(Zapisane wpisy danych)
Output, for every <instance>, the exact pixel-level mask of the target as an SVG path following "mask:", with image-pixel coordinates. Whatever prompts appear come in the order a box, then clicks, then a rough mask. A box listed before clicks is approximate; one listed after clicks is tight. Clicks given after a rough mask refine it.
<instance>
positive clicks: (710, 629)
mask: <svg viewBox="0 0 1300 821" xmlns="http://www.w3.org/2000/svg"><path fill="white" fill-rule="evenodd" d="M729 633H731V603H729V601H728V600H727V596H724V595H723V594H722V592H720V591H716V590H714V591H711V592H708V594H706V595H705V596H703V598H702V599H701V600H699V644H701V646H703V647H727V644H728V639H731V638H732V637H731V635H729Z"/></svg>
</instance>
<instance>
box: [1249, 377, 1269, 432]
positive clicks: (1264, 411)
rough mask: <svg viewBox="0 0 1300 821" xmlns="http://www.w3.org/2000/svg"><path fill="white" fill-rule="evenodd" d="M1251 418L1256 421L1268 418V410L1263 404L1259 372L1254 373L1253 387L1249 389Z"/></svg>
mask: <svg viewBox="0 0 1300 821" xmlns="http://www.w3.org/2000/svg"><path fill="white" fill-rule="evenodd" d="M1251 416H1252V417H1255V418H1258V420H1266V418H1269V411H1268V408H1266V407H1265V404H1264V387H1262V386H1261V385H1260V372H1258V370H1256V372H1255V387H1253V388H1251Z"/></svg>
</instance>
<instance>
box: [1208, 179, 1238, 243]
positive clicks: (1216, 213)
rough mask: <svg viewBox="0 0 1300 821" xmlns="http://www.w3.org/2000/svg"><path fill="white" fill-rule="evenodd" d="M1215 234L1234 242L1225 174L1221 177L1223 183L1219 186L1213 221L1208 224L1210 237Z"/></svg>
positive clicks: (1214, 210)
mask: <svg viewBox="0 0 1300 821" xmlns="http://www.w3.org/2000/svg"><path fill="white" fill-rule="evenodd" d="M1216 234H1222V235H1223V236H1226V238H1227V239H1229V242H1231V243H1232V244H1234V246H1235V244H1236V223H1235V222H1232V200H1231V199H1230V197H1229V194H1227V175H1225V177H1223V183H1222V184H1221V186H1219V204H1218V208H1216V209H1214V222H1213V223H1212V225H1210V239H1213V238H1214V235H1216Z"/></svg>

Polecenie: Przekształć cały powyższy materiał w tabelę Markdown o kolumnach „Nr” i „Wiersz”, w której każdy rząd zawiera kolejny numer i jeden wiersz materiału. Puste wiersze pomiń.

Oczekiwana odpowiedź:
| Nr | Wiersz |
|---|---|
| 1 | Output, for every <instance>, the exact pixel-level mask of the target as an SVG path following "mask:", with image-pixel coordinates. Whatever prompts appear come in the order a box, then clicks, then a rough mask. A box listed before clicks is approximate; one listed after clicks is tight. Clicks given after a rough mask refine it. |
| 2 | <instance> |
| 3 | positive clicks: (710, 629) |
| 4 | mask: <svg viewBox="0 0 1300 821" xmlns="http://www.w3.org/2000/svg"><path fill="white" fill-rule="evenodd" d="M729 633H731V603H729V601H728V600H727V596H724V595H723V594H722V592H720V591H716V590H714V591H711V592H708V594H706V595H705V596H703V598H702V599H701V600H699V644H701V646H703V647H727V644H728V639H731V638H732V637H731V635H729Z"/></svg> |
| 5 | </instance> |
| 6 | <instance> |
| 7 | box: [1249, 377, 1269, 432] |
| 8 | positive clicks: (1264, 411) |
| 9 | rough mask: <svg viewBox="0 0 1300 821" xmlns="http://www.w3.org/2000/svg"><path fill="white" fill-rule="evenodd" d="M1251 418L1256 421L1268 418V410L1263 404L1259 372L1254 373L1253 387L1249 389Z"/></svg> |
| 10 | mask: <svg viewBox="0 0 1300 821" xmlns="http://www.w3.org/2000/svg"><path fill="white" fill-rule="evenodd" d="M1251 416H1252V417H1255V418H1258V420H1266V418H1269V411H1268V408H1266V407H1265V404H1264V387H1262V386H1261V385H1260V372H1258V370H1256V372H1255V387H1253V388H1251Z"/></svg> |
| 11 | </instance> |
| 12 | <instance> |
| 13 | box: [1208, 179, 1238, 243] |
| 14 | positive clicks: (1216, 213) |
| 15 | rough mask: <svg viewBox="0 0 1300 821" xmlns="http://www.w3.org/2000/svg"><path fill="white" fill-rule="evenodd" d="M1215 234L1234 242L1225 174L1221 177L1223 183L1219 186L1213 221L1208 224L1210 237Z"/></svg> |
| 16 | positive clicks: (1214, 210) |
| 17 | mask: <svg viewBox="0 0 1300 821" xmlns="http://www.w3.org/2000/svg"><path fill="white" fill-rule="evenodd" d="M1216 234H1222V235H1223V236H1226V238H1227V239H1229V242H1231V243H1232V244H1234V246H1235V244H1236V223H1235V222H1232V200H1231V199H1230V197H1229V194H1227V175H1225V177H1223V183H1222V184H1221V186H1219V204H1218V208H1216V209H1214V222H1213V223H1212V225H1210V239H1213V238H1214V235H1216Z"/></svg> |